Take a popular, established, and thoroughly American genre (the action/cop movie), transplant it to the quintessential British setting and sit back and enjoy the jolly decent clash of movie cultures.
Call it Jerry Bruckheimer meets Agatha Christie’s Poirot, though here the laughs are intentional.
Nicholas Angel (Simon Pegg) is Britain’s top cop, so efficient that he embarrasses his superiors and is therefore packed off to the sleepiest village in Britain. Or so it seems.
In true buddy cop fashion, he’s partnered with Danny Butterman (Nick Frost), who’s Angel’s opposite: Slow, oafish and rather dim.
In the idyllic rural setting, Angel deals with neighbourhood watch meetings, shoplifters and the occasional missing swan, which makes for some truly funny sequences.
Then a number of grisly accidents in the village set off a chain of events that lead Angel and Butterman to believe something altogether more sinister is going on.

---

ACTIONS TO TAKE:
#1 In the film review, who is Nicholas Angel partnered with?
#2 Translate this sentence from the film review into Spanish: "Then a number of grisly accidents in the village set off a chain of events that lead Angel and Butterman to believe something altogether more sinister is going on."
#3 Write the next part of the film review, picking up after its final sentence.

---

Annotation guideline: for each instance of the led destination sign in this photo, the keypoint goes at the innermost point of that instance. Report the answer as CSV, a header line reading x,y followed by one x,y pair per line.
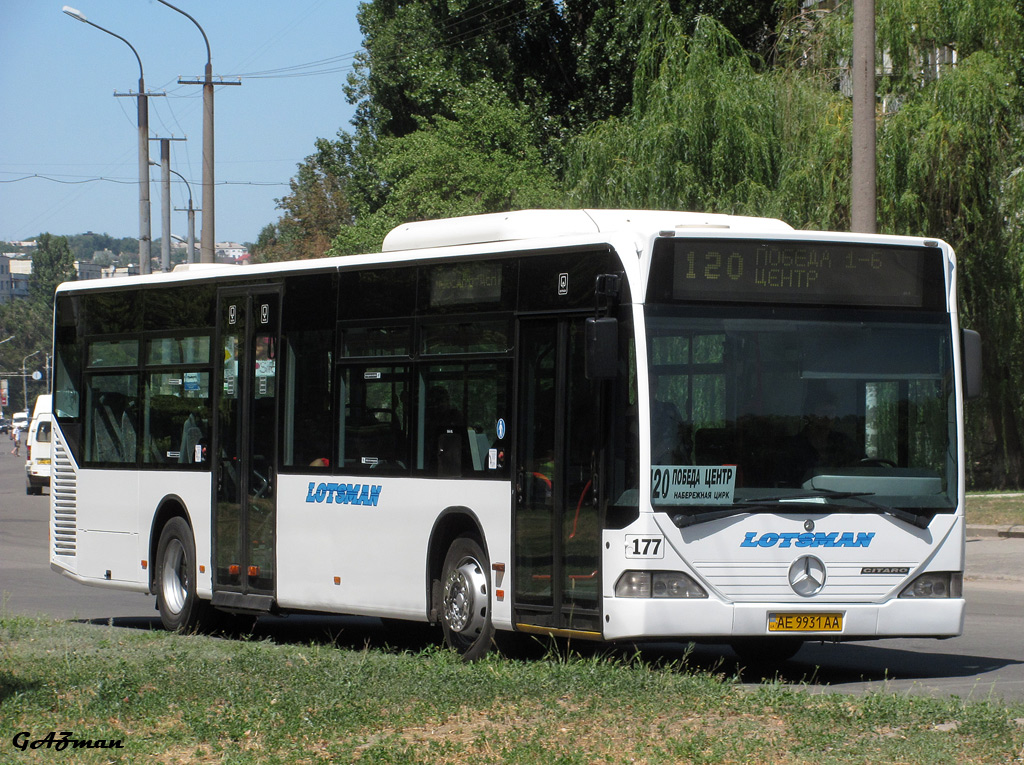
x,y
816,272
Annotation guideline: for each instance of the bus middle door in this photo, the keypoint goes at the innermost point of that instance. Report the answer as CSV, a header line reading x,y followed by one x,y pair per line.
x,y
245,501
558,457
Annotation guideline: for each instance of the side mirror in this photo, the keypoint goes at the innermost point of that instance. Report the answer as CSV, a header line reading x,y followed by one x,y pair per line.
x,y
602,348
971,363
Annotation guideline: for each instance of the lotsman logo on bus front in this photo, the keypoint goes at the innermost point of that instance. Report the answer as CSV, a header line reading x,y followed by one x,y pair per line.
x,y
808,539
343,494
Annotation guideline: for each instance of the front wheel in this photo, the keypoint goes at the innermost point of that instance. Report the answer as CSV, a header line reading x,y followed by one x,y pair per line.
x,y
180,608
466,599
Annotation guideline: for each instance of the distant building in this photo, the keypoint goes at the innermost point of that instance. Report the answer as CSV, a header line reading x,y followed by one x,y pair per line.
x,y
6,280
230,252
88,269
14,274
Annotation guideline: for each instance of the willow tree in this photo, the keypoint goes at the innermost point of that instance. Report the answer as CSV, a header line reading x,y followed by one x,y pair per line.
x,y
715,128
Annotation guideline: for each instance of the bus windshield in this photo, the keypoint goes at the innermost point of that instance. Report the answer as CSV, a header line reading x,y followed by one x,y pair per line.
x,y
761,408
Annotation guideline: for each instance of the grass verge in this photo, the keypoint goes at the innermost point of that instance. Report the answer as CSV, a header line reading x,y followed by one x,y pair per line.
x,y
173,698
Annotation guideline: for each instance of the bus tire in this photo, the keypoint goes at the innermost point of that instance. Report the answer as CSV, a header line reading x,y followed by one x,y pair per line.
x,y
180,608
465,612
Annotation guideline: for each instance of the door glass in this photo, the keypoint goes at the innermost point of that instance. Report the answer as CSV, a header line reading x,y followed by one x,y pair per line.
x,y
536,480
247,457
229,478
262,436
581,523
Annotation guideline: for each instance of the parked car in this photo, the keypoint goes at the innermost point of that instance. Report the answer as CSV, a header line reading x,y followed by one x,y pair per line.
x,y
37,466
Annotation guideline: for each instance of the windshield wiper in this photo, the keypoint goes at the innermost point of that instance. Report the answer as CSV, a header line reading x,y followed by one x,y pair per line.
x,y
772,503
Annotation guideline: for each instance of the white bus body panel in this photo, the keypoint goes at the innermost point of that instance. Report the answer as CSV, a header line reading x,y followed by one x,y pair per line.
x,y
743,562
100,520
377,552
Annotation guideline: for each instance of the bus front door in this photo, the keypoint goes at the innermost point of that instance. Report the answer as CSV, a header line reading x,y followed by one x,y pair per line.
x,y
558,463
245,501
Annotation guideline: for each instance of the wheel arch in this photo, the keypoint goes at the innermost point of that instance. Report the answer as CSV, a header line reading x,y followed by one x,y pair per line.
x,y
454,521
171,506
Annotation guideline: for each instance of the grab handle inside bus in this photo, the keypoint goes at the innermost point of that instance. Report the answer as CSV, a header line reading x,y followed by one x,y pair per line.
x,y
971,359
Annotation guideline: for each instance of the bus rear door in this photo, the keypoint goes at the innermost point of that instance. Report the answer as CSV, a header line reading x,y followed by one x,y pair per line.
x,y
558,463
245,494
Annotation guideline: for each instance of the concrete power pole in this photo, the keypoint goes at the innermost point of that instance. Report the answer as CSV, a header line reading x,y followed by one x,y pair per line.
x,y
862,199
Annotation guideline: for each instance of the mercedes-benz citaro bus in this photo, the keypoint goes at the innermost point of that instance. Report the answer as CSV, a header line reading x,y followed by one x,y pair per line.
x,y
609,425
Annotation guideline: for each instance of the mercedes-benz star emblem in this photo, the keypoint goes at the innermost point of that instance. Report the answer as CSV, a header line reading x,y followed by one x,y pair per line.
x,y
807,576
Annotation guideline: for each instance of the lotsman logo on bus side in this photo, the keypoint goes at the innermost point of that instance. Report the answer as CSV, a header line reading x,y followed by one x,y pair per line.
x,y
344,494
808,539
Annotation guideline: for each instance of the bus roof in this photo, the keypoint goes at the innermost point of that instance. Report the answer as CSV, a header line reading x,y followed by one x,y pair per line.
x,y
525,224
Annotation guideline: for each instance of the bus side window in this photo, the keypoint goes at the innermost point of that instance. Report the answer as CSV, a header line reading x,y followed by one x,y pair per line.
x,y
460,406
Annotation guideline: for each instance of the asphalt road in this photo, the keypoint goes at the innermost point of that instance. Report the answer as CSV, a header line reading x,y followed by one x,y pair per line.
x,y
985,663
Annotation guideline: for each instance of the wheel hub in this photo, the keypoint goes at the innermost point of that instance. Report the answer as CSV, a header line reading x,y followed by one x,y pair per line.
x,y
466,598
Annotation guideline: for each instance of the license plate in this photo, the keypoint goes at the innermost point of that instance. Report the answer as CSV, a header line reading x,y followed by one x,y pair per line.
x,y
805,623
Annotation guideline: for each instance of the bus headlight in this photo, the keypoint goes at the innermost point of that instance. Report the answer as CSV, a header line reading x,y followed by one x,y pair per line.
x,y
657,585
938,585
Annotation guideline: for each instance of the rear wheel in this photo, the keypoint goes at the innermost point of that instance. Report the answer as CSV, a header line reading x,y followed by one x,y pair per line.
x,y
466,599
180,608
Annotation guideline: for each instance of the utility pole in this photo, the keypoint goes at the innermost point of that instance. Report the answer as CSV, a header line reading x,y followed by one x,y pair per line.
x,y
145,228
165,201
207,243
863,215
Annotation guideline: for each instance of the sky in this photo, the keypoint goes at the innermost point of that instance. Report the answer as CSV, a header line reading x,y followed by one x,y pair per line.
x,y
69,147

---

PER-TASK OUTPUTS:
#1 Danny Butterman, played by Nick Frost.

#2 Luego, una serie de accidentes espeluznantes en el pueblo desencadena una cadena de acontecimientos que lleva a Angel y a Butterman a creer que está ocurriendo algo mucho más siniestro.

#3
And the second half of the movie turns into an explosive homage to Tony Scott and John Woo style shootouts and car chases.
Writer-director Edgar Wright clearly reveres the genre and can certainly direct an action sequence, but had he reined it in a bit, he might have shaved a welcome 15 to 20 minutes off the film’s running time.
Still, Hot Fuzz’s pleasure derives from its clever referencing of just about every major US action movie and British cult classic of the past 30 years.
Even playing “spot the cult actor cameo” is fun. Apart from Paul Freeman (Raiders of the Lost Ark), Billie Whitelaw (The Omen) and Timothy Dalton (James Bond), look out for some Oscar-winners.
On a tenth of the budget of the average Hollywood blockbuster, Hot Fuzz is everything that most blockbusters are not: Funny, clever and mostly original.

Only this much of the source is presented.